* _Task statement_:
Rewrite the items starting at the line containing "Where can the dark baseball" and ending with the final line of the items, requests included, shifting every coordinate in the answers by -76.

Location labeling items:
*****

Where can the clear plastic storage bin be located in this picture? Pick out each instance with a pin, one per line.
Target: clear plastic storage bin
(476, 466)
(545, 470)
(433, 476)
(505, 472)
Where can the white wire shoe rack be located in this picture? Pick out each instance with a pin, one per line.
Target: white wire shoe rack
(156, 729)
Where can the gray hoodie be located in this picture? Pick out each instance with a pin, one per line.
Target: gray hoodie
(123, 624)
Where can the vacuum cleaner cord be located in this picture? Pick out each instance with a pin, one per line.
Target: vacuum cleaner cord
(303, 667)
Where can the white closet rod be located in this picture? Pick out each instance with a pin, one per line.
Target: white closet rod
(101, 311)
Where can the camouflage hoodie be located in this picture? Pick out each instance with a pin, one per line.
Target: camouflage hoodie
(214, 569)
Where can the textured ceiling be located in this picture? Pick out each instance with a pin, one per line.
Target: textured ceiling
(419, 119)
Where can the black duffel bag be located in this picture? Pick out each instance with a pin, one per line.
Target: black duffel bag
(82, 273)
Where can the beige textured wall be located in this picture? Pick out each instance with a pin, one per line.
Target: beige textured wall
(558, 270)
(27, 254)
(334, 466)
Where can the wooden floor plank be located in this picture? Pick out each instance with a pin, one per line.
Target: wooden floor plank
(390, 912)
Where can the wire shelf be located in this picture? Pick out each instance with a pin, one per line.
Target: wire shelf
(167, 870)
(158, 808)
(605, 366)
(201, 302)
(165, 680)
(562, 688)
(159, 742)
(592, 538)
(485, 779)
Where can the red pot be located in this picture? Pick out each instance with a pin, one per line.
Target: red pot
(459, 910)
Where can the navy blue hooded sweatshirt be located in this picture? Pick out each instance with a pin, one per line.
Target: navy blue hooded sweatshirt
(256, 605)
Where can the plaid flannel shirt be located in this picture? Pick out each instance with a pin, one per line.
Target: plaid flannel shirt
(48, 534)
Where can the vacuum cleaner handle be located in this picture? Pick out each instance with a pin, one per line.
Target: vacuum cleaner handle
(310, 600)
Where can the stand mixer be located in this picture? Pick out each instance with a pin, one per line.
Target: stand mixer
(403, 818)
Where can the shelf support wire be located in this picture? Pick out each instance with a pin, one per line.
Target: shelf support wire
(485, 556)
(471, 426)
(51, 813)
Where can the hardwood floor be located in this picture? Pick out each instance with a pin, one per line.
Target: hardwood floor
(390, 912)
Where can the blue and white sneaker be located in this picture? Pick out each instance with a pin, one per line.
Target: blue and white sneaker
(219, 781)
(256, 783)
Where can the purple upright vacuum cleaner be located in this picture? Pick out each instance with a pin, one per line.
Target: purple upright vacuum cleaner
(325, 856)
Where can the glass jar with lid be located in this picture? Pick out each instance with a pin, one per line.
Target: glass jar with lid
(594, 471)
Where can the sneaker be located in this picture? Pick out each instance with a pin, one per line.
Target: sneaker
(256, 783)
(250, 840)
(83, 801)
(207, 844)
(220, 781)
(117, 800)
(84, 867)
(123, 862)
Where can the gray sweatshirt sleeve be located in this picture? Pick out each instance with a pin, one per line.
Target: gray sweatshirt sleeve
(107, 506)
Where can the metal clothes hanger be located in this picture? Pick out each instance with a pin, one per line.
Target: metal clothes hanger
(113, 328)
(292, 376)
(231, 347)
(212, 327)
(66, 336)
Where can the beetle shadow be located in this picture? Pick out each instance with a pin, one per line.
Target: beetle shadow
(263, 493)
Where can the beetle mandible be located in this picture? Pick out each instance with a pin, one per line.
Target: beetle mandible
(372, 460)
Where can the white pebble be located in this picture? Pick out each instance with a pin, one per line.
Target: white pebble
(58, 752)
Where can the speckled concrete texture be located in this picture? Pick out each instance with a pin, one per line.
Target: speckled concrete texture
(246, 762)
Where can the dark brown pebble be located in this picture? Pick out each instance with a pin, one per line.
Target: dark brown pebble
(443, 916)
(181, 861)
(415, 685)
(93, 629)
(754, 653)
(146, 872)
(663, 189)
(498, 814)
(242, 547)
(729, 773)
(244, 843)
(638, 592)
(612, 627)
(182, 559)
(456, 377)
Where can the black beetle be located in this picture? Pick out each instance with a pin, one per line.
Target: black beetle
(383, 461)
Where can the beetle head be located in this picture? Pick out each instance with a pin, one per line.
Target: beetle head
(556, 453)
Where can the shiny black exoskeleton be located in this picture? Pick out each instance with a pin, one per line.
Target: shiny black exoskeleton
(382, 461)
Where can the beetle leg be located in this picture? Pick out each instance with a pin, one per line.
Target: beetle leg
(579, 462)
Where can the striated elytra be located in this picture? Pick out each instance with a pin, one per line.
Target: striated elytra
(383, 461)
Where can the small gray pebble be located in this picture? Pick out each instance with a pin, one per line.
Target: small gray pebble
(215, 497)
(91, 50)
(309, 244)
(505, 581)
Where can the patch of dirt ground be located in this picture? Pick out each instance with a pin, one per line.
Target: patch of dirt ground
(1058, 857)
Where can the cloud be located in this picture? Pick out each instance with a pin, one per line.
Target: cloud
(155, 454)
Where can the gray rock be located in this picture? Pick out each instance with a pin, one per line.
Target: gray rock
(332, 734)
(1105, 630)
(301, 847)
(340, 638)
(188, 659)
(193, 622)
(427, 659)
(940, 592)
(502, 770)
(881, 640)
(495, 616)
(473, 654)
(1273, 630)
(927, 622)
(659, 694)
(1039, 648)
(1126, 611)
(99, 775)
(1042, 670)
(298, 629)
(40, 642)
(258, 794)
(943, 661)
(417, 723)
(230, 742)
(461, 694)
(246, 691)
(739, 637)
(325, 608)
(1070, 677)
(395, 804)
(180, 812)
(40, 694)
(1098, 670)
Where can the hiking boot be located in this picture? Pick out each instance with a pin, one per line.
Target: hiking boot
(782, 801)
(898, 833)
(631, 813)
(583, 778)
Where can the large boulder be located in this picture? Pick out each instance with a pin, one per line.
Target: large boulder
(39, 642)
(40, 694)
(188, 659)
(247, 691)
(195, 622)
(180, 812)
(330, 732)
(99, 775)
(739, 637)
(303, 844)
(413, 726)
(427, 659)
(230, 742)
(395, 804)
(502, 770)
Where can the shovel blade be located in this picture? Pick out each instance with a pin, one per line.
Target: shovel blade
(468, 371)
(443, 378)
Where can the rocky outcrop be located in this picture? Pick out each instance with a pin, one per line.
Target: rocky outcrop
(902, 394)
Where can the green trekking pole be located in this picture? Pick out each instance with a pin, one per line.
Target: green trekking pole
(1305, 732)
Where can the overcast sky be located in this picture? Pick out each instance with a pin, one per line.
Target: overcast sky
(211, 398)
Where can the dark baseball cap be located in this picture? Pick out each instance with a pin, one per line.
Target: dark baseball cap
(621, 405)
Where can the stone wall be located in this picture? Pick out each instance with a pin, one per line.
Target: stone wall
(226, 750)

*****

* _Solved exercise_:
Where can the dark baseball cap be located in this picture? Pick out each instance with a pin, one per line.
Target: dark baseball cap
(545, 329)
Where can the stone wall be located in this picture? Pick out each instance with a pin, one per line.
Target: stone wall
(150, 674)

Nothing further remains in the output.